# [Records for this exercise]
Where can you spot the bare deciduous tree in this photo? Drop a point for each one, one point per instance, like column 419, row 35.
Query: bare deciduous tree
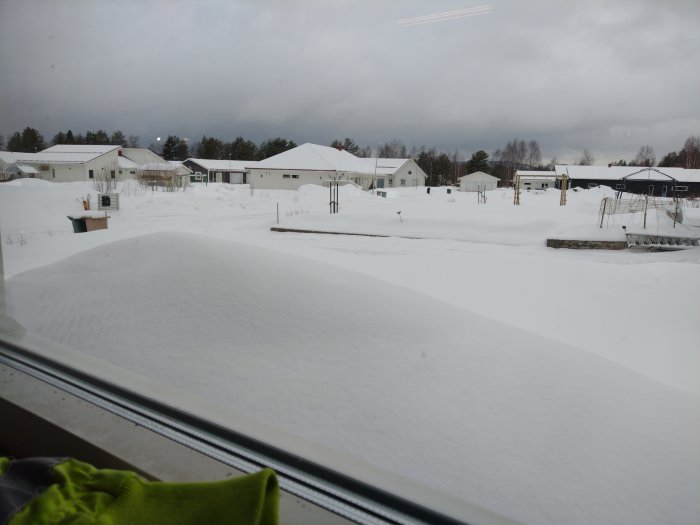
column 690, row 154
column 645, row 156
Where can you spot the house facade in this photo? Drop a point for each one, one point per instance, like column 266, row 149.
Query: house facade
column 226, row 171
column 315, row 164
column 658, row 182
column 478, row 181
column 537, row 180
column 78, row 163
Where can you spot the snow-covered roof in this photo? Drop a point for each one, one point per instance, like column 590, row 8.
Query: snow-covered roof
column 478, row 175
column 225, row 165
column 58, row 158
column 618, row 172
column 97, row 149
column 59, row 154
column 536, row 173
column 141, row 155
column 125, row 163
column 158, row 166
column 10, row 157
column 313, row 157
column 23, row 168
column 180, row 167
column 382, row 166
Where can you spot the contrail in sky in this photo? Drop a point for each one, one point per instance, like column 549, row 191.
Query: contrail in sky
column 442, row 17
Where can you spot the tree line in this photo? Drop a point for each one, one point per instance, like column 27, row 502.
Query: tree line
column 441, row 168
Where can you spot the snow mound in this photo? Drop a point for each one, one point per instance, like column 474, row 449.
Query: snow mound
column 527, row 427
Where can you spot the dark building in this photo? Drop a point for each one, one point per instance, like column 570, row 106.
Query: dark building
column 659, row 182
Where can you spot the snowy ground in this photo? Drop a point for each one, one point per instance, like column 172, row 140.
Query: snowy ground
column 549, row 386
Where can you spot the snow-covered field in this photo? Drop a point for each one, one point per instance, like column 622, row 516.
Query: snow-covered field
column 547, row 386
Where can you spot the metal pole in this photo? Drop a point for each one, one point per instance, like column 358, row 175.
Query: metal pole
column 646, row 204
column 602, row 215
column 2, row 283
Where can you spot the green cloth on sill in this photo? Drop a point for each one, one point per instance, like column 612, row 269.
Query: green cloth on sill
column 84, row 495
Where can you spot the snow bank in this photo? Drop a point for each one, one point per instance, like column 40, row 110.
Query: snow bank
column 522, row 425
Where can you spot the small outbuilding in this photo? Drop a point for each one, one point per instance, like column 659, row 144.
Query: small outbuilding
column 478, row 181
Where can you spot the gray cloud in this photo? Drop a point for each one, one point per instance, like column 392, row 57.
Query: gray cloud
column 599, row 75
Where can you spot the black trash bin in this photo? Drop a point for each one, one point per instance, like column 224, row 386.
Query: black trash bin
column 79, row 225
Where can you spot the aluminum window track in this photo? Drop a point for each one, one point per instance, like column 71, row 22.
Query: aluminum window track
column 331, row 490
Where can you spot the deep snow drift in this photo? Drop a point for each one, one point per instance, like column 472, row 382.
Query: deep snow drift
column 550, row 386
column 519, row 424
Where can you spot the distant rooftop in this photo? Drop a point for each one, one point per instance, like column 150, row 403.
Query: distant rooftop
column 618, row 172
column 225, row 165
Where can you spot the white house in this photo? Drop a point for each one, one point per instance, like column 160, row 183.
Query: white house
column 70, row 163
column 315, row 164
column 79, row 162
column 536, row 180
column 478, row 181
column 228, row 171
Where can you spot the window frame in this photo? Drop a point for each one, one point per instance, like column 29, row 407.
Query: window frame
column 332, row 491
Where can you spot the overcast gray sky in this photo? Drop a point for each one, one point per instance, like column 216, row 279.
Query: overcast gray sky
column 608, row 76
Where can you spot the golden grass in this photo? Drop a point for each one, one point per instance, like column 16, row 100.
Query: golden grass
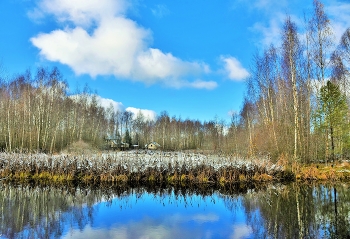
column 323, row 172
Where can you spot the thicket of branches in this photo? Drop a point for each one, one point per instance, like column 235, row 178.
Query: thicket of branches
column 296, row 106
column 38, row 115
column 298, row 93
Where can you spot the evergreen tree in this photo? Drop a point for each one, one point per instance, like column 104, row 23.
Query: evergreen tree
column 332, row 118
column 127, row 137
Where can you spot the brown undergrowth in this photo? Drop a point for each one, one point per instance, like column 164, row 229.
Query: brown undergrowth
column 156, row 168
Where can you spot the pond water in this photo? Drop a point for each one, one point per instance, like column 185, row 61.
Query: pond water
column 239, row 211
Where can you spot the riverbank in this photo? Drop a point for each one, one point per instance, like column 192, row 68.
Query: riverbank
column 158, row 167
column 338, row 171
column 140, row 166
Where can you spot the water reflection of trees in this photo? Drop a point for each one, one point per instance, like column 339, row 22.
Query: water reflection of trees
column 299, row 211
column 273, row 211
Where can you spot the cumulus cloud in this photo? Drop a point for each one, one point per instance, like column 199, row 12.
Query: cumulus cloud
column 339, row 12
column 234, row 69
column 106, row 103
column 98, row 39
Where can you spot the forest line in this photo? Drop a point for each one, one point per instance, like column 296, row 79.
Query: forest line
column 296, row 106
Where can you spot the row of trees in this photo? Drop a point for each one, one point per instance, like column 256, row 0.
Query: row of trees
column 38, row 115
column 296, row 105
column 297, row 101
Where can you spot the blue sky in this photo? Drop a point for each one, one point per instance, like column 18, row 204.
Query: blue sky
column 190, row 58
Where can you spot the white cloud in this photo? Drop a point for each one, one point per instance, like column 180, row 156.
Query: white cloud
column 99, row 40
column 148, row 114
column 234, row 69
column 339, row 13
column 160, row 10
column 106, row 103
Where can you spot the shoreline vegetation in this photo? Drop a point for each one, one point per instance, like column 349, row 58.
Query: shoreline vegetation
column 145, row 167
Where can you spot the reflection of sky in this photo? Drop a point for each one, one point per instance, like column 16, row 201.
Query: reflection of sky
column 154, row 216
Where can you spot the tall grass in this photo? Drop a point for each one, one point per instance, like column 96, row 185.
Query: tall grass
column 139, row 167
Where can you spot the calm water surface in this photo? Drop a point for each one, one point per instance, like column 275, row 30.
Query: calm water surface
column 270, row 211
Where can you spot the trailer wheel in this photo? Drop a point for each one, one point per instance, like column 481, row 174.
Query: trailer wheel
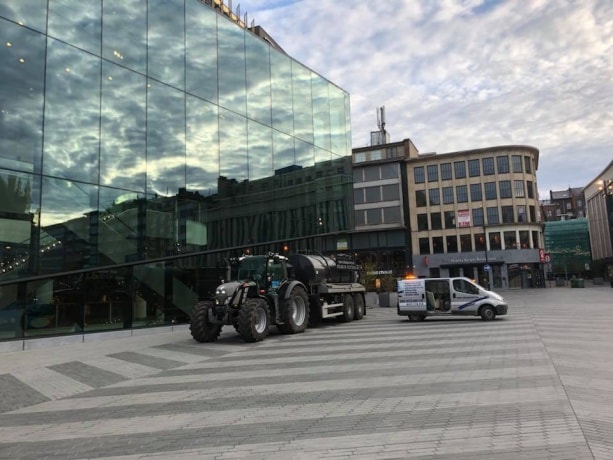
column 201, row 328
column 253, row 320
column 359, row 307
column 348, row 308
column 487, row 313
column 294, row 312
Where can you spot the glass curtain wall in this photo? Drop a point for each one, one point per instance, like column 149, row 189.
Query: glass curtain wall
column 140, row 142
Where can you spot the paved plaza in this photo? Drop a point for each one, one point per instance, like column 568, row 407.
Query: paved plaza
column 536, row 384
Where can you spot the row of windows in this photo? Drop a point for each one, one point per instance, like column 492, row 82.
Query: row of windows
column 475, row 192
column 486, row 167
column 494, row 216
column 522, row 239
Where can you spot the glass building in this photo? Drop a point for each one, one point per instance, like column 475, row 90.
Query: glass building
column 141, row 142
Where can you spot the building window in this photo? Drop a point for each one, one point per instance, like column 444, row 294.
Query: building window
column 452, row 243
column 488, row 166
column 524, row 239
column 446, row 171
column 530, row 189
column 447, row 195
column 390, row 192
column 502, row 163
column 466, row 243
column 480, row 242
column 510, row 240
column 461, row 194
column 516, row 159
column 495, row 242
column 435, row 221
column 435, row 198
column 459, row 169
column 373, row 216
column 478, row 216
column 424, row 246
column 422, row 222
column 476, row 192
column 358, row 196
column 432, row 173
column 418, row 174
column 528, row 165
column 518, row 185
column 492, row 215
column 437, row 245
column 420, row 198
column 490, row 190
column 391, row 215
column 507, row 214
column 505, row 189
column 449, row 219
column 474, row 168
column 373, row 194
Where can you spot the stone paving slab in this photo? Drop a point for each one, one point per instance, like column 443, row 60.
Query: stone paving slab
column 535, row 384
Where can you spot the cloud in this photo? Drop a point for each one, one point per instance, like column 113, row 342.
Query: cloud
column 463, row 74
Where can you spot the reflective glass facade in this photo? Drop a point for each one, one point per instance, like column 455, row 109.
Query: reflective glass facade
column 141, row 141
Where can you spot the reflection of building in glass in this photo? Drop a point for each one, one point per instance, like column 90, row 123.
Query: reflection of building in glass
column 137, row 152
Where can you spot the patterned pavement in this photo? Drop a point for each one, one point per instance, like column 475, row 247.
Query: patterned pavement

# [What is required]
Set down exactly the lines of the data above, beginning with the line that has "Where can you spot the evergreen" and ending with the line that has "Where can you spot the white cloud", and no others.

# [Written reply]
Where can you spot the evergreen tree in this photo? Drop a point for each one, one point per instance, like column 104, row 23.
Query: evergreen tree
column 332, row 118
column 127, row 137
Where can you spot the brown undergrowth in this photo? Drop a point for each one, one point per instance, like column 164, row 229.
Query: brown undergrowth
column 156, row 168
Where can you spot the pond water in this photo? Drop a point for each one, one point per instance, like column 185, row 61.
Query: pond water
column 239, row 211
Where can you spot the riverbank in this photo? Drop a point for each one, one point per instance, like column 192, row 68.
Query: riverbank
column 158, row 167
column 338, row 171
column 140, row 166
Where can you spot the water reflection of trees in this photo? Drop a point for each one, one point per instance, like column 339, row 22.
Query: water reflection of trees
column 299, row 211
column 273, row 211
Where can you spot the cumulus cloud in this photo? Drop a point for each one, one point per instance, like column 199, row 12.
Query: cumulus cloud
column 339, row 12
column 234, row 69
column 106, row 103
column 98, row 39
Where can you spot the forest line in this photo? Drop a point for each one, one point per instance, like column 296, row 79.
Query: forest line
column 296, row 106
Where can you spot the row of trees in this photo? Drop a point for each one, one point per instance, like column 256, row 0.
Query: row of trees
column 38, row 115
column 296, row 105
column 297, row 101
Where can you spot the blue sky in this photo? Drop a point for each one, one point per instance, like column 18, row 204.
Query: blue sky
column 190, row 58
Where can you spot the white cloud in this photo? Drop a point for each one, one point per instance, like column 180, row 156.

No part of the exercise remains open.